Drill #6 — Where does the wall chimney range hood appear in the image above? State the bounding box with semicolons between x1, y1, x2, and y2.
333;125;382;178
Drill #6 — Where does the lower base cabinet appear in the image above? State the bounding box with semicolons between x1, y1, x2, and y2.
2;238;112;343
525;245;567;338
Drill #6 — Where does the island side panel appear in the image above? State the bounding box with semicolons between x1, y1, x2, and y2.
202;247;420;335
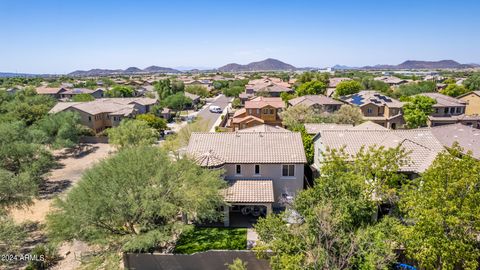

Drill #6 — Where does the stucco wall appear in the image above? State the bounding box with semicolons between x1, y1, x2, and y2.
225;163;304;205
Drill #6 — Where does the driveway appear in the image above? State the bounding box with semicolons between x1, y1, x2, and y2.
197;95;232;130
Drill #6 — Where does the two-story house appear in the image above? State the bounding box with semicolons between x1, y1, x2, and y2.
288;95;344;113
340;90;405;129
50;98;157;133
187;132;307;226
420;93;480;128
227;97;285;130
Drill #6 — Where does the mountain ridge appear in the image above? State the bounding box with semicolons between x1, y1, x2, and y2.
217;58;297;72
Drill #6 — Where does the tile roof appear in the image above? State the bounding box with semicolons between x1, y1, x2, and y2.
304;123;353;134
340;90;403;108
245;97;285;109
419;93;466;107
432;123;480;159
50;98;156;115
224;180;275;203
288;95;344;107
237;124;290;132
187;132;307;164
319;129;444;173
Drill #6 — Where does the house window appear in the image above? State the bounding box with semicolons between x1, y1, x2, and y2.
282;165;295;176
255;164;260;175
235;164;242;175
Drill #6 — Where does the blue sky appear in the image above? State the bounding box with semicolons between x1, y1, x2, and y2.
0;0;480;73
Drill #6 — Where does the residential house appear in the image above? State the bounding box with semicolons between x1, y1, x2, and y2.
431;123;480;160
288;95;344;113
373;76;408;86
239;77;295;104
227;97;285;130
238;124;290;132
184;92;200;106
304;121;388;135
50;98;157;133
60;88;105;100
35;86;67;99
340;90;405;129
420;93;480;128
187;132;307;226
327;77;352;97
313;128;444;178
457;90;480;115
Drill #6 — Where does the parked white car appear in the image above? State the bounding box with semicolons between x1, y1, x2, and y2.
209;105;223;113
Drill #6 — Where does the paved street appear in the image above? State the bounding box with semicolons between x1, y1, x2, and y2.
197;95;232;130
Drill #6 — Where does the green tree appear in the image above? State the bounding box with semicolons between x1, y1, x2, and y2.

□ □ □ □ □

__EXERCISE DESCRIPTION__. From the listing above, pull out every line that contains the string "wall", with case counting in the match.

__SOLUTION__.
Drill #6 — Where does the wall chimney range hood appear in the image above? State the bounding box with semicolons between x1, y1, x2, and y2.
Drill #6 — Where does the stucco wall appear in the image above? State the bounding box with semicolons between x1, y1, x2, and y2.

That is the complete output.